TEXTE ÉTUDIÉ –
◇ ◇ ◇ ◇ ◇ ◇ ◇

CONAKRY- Le ministère de l’Élevage a présenté, ce lundi 24 août 2026, aux représentants des banques, aux éleveurs et aux partenaires, le Programme national d’amélioration génétique bovine, Horizon 2026-2035. Cette initiative vise à moderniser le cheptel guinéen à travers l’introduction de races bovines brésiliennes à haut potentiel de production laitière et de viande.
Dans le cadre du Budget national de développement (BND) du ministère de l’Élevage, l’État prévoit l’importation de 5 000 bovins de races améliorées. Une première phase portant sur 2 500 têtes devrait être lancée dans les prochaines semaines et prochains mois.
« Ne regardez pas 2 500. 2 500, c’est la première partie de l’opération. Le total, c’est 5 000 bovins de races améliorées qui vont donner plus de lait et plus de viande », a expliqué le ministre de l’Élevage, Alpha Bacar Barry.
Selon lui, ces animaux seront mis à la disposition d’entrepreneurs guinéens qui bénéficieront d’un accompagnement vétérinaire, zootechnique, financier et assurantiel. L’objectif est de faire émerger progressivement une nouvelle génération d’éleveurs capables de développer des exploitations modernes et rentables.
Des bovins distribués à crédit
Le gouvernement entend toutefois éviter une logique de distribution gratuite. Les animaux seront accordés à crédit à de jeunes éleveurs, avec un remboursement pouvant s’effectuer en argent ou en lait.
« Pour qu’on puisse être dans une dynamique durable, ces animaux vont être donnés à crédit à de jeunes éleveurs qui vont les rembourser soit en argent, soit en lait », a précisé Alpha Bacar Barry.
Le dispositif prévoit également la formation et l’encadrement des bénéficiaires afin de favoriser la reproduction des races améliorées. Les éleveurs pourront ainsi, à terme, vendre les produits issus de la reproduction à d’autres exploitants.
Le programme prévoit également un volet destiné aux familles en situation de précarité, mais disposant d’une tradition dans le domaine de l’élevage.
Ces familles pourraient recevoir une ou deux vaches afin de développer progressivement une activité génératrice de revenus. Une partie du lait produit pourrait être destinée à la consommation familiale, tandis que le surplus serait vendu à des collecteurs locaux intégrés à la chaîne de valeur.
D’après le ministre, une vache pourrait produire jusqu’à 25 litres de lait par jour, permettant ainsi aux bénéficiaires de dégager des revenus tout en contribuant à l’augmentation de l’offre nationale.

◇ ◇ ◇ ◇ ◇ ◇ ◇

TRAVAIL À FAIRE –
#1 D'après le texte sur le programme d'amélioration génétique bovine, combien de bovins de races améliorées l'État prévoit-il d'importer au total ?
#2 Reprenez le texte sur le programme guinéen d'amélioration génétique bovine à la suite de sa dernière phrase.

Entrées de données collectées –
◇ ◇ ◇ ◇ ◇ ◇ ◇

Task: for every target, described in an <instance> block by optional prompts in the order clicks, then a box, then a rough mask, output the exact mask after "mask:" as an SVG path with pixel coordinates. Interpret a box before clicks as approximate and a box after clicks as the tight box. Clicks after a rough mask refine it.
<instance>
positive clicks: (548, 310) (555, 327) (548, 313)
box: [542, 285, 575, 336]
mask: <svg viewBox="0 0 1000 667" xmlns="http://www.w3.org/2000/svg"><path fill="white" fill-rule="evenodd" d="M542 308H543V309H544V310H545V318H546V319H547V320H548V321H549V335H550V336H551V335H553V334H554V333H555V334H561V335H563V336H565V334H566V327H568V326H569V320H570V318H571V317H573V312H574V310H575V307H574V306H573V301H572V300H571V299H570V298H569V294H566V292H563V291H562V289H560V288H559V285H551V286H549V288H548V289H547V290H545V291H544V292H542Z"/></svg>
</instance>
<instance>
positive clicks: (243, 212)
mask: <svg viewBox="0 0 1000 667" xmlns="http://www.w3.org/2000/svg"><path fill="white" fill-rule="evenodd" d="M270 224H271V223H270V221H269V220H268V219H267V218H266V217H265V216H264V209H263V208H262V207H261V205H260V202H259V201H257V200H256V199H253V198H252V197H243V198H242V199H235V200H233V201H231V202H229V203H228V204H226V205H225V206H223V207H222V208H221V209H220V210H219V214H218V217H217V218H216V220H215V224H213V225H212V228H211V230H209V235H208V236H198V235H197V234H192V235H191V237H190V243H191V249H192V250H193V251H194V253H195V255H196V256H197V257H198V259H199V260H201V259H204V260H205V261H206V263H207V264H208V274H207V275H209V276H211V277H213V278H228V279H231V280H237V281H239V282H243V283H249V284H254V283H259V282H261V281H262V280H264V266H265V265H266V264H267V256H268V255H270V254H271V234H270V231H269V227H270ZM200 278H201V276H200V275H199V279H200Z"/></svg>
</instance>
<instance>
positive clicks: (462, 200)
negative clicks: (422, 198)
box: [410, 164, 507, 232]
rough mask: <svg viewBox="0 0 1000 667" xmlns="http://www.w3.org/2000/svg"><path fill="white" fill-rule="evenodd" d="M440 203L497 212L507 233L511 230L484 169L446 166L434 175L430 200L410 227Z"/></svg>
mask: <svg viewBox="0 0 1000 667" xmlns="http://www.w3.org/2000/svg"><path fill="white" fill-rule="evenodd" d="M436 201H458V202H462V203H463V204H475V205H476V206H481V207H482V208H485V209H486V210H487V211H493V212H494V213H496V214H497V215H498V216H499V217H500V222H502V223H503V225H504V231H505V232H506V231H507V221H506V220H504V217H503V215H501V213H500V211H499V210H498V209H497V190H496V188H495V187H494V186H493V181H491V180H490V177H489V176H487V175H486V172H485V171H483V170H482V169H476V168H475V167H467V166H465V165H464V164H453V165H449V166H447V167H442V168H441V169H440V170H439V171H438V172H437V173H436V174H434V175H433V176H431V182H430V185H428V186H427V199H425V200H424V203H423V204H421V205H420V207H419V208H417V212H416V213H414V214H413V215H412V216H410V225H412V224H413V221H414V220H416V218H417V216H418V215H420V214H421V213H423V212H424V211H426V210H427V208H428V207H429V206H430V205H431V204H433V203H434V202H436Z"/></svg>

◇ ◇ ◇ ◇ ◇ ◇ ◇

CORRIGÉ DES EXERCICES –
#1 5 000 bovins de races améliorées.

#2
Au-delà des éleveurs, le programme ambitionne de créer des opportunités pour plusieurs catégories d’acteurs. Il s’agit notamment des fournisseurs d’aliments pour bétail, des vendeurs d’équipements d’élevage et des jeunes vétérinaires regroupés en coopératives.
Ces derniers pourront notamment intervenir dans les activités de prophylaxie, de suivi sanitaire et d’accompagnement technique des exploitations.
Pour Alpha Bacar Barry, l’enjeu est de faire de l’élevage une véritable activité économique. « Il n’y a pas d’agriculture s’il n’y a pas d’affaires. Il n’y a pas d’élevage s’il n’y a pas d’affaires », a-t-il insisté, appelant à permettre aux jeunes éleveurs de « faire des affaires, de gagner de l’argent et de s’installer » durablement.
Le ministère de l’Élevage souhaite également associer les banques primaires au financement de cette nouvelle dynamique. La rencontre de Conakry avait ainsi pour objectif de présenter le mécanisme aux établissements financiers et d’identifier les possibilités d’accompagnement des futurs bénéficiaires.
Les autorités comptent par ailleurs sur l’expertise de Mabouba Diagne, ancien ministre sénégalais de l’Agriculture, de la Souveraineté alimentaire et de l’Élevage, afin d’apporter son expérience à l’encadrement et au développement de la filière.
À l’issue des échanges, les représentants des banques primaires ont salué l’initiative et exprimé leur disponibilité à accompagner les éleveurs qui souhaiteront intégrer le programme.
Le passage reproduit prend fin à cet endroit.